━━━ PROVIDED MATERIAL ━━━
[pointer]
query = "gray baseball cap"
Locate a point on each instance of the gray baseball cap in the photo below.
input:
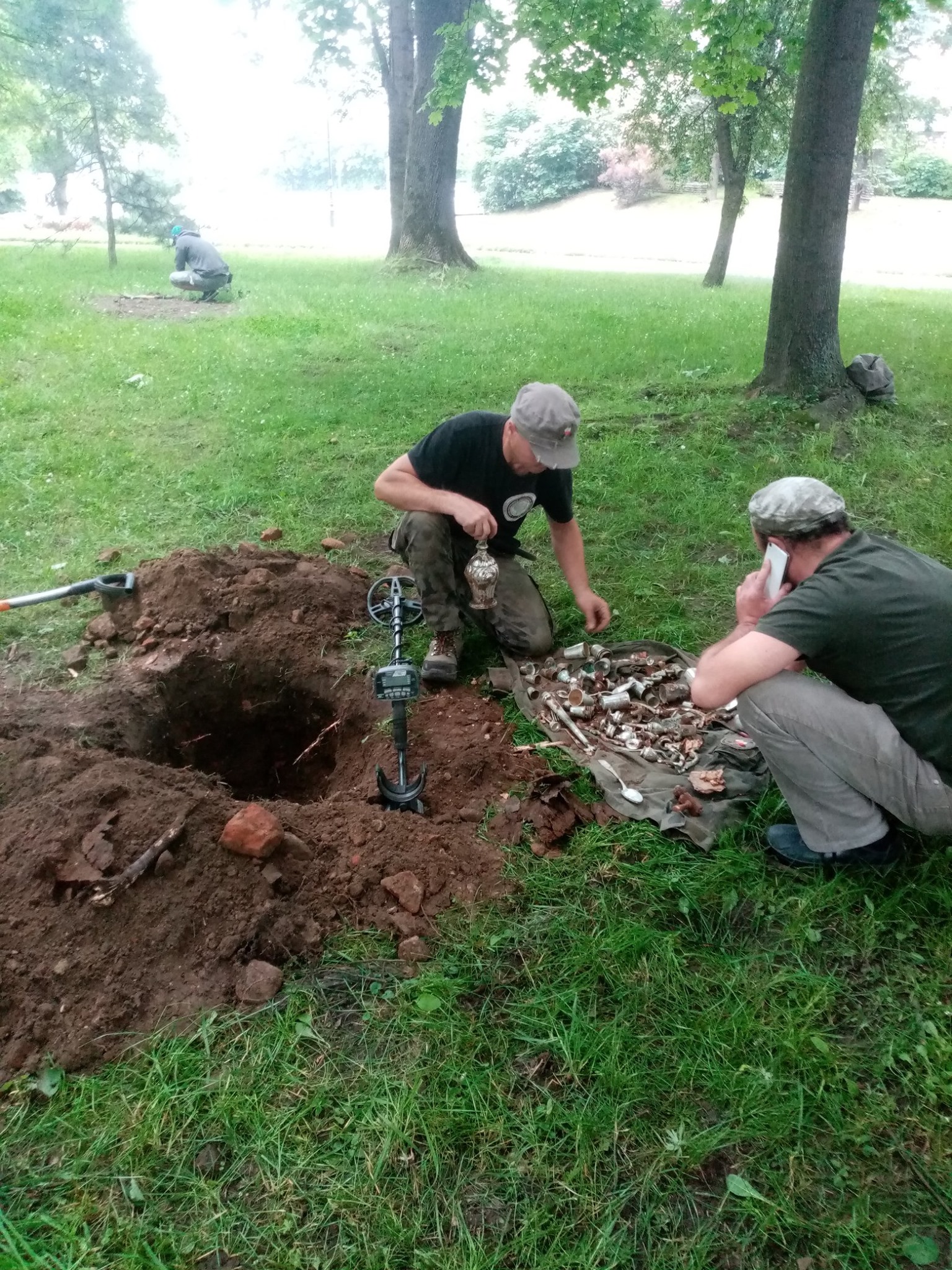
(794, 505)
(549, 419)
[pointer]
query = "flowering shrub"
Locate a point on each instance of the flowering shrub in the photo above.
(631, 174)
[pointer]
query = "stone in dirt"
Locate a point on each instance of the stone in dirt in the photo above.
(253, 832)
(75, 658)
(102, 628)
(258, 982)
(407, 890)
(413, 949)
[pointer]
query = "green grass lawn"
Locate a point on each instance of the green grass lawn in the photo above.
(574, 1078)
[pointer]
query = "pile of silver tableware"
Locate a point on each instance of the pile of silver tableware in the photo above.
━━━
ACTIVITY:
Look through the data above and report every line in which "gray" appears.

ANSWER TO THE EXERCISE:
query = "gray baseball cap"
Locate a point on each instance of the gray baseball cap in the photo below.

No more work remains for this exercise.